• [EXERCISE AIM]: Exactly reproduce the line that contains "the grass, given" and all lines after it in the entries below, through the very last line.

• [RECORDS TO USE]:
· · · · · · ·

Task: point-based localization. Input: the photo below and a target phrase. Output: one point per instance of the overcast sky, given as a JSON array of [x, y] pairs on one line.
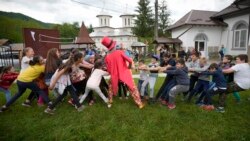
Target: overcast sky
[[59, 11]]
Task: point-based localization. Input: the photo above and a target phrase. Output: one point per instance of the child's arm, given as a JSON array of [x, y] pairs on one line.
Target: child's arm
[[58, 75]]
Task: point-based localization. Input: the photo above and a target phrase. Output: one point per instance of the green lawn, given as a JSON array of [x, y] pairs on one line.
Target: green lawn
[[124, 121]]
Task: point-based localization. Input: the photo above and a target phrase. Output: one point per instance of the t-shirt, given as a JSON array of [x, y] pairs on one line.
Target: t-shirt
[[242, 75], [25, 62], [95, 78], [31, 73]]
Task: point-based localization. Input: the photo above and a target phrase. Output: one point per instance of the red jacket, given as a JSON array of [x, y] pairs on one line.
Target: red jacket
[[7, 79], [118, 69]]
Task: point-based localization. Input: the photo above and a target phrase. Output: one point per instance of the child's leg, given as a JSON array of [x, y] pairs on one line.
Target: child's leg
[[144, 84], [7, 93], [58, 99], [236, 96], [99, 92], [87, 90], [152, 80], [175, 90], [73, 94]]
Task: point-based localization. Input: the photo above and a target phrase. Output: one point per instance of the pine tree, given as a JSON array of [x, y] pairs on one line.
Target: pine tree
[[164, 19], [144, 23]]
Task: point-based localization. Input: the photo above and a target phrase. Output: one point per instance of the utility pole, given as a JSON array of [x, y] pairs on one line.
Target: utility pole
[[156, 23]]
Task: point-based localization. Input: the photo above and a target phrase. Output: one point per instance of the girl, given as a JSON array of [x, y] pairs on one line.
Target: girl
[[26, 80], [182, 82], [7, 77], [28, 55], [94, 82], [62, 84], [153, 67]]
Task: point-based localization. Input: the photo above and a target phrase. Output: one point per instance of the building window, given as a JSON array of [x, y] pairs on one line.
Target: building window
[[240, 36]]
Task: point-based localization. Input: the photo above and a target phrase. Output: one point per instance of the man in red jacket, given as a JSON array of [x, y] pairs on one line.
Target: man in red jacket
[[118, 70], [6, 79]]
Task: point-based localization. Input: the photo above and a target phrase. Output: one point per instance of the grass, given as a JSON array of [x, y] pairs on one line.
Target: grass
[[124, 121]]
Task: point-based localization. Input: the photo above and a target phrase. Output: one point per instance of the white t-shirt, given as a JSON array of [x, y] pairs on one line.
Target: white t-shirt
[[25, 62], [95, 78], [242, 75]]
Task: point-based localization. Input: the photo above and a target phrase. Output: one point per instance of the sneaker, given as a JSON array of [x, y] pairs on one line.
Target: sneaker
[[208, 107], [109, 105], [220, 109], [71, 102], [79, 109], [26, 104], [4, 108], [142, 105], [49, 111], [164, 102], [171, 106]]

· · · · · · ·

• [PROBLEM SOLUTION]:
Task: point-based localization. Input: the photo above and a target phrase. Output: one point per instance of the grass, given as a JSON array of [x, y] pairs on one line.
Target: grass
[[124, 121]]
Task: point-based localization. Input: the photo above and a target phrase. Output: one point per instance of the white t-shirt, given as a JSON array of [x, y] pairs on one line.
Target: white t-shirt
[[25, 62], [95, 78], [242, 75]]
Task: point-based localization. Input: the photo above and a target phrase. Output: one point per instance of the sneaker, given as a JSON array of [x, y] pairs on one line.
Target: sneaker
[[208, 107], [109, 105], [220, 109], [71, 102], [79, 109], [26, 104], [4, 108], [142, 105], [49, 111], [164, 102], [171, 106]]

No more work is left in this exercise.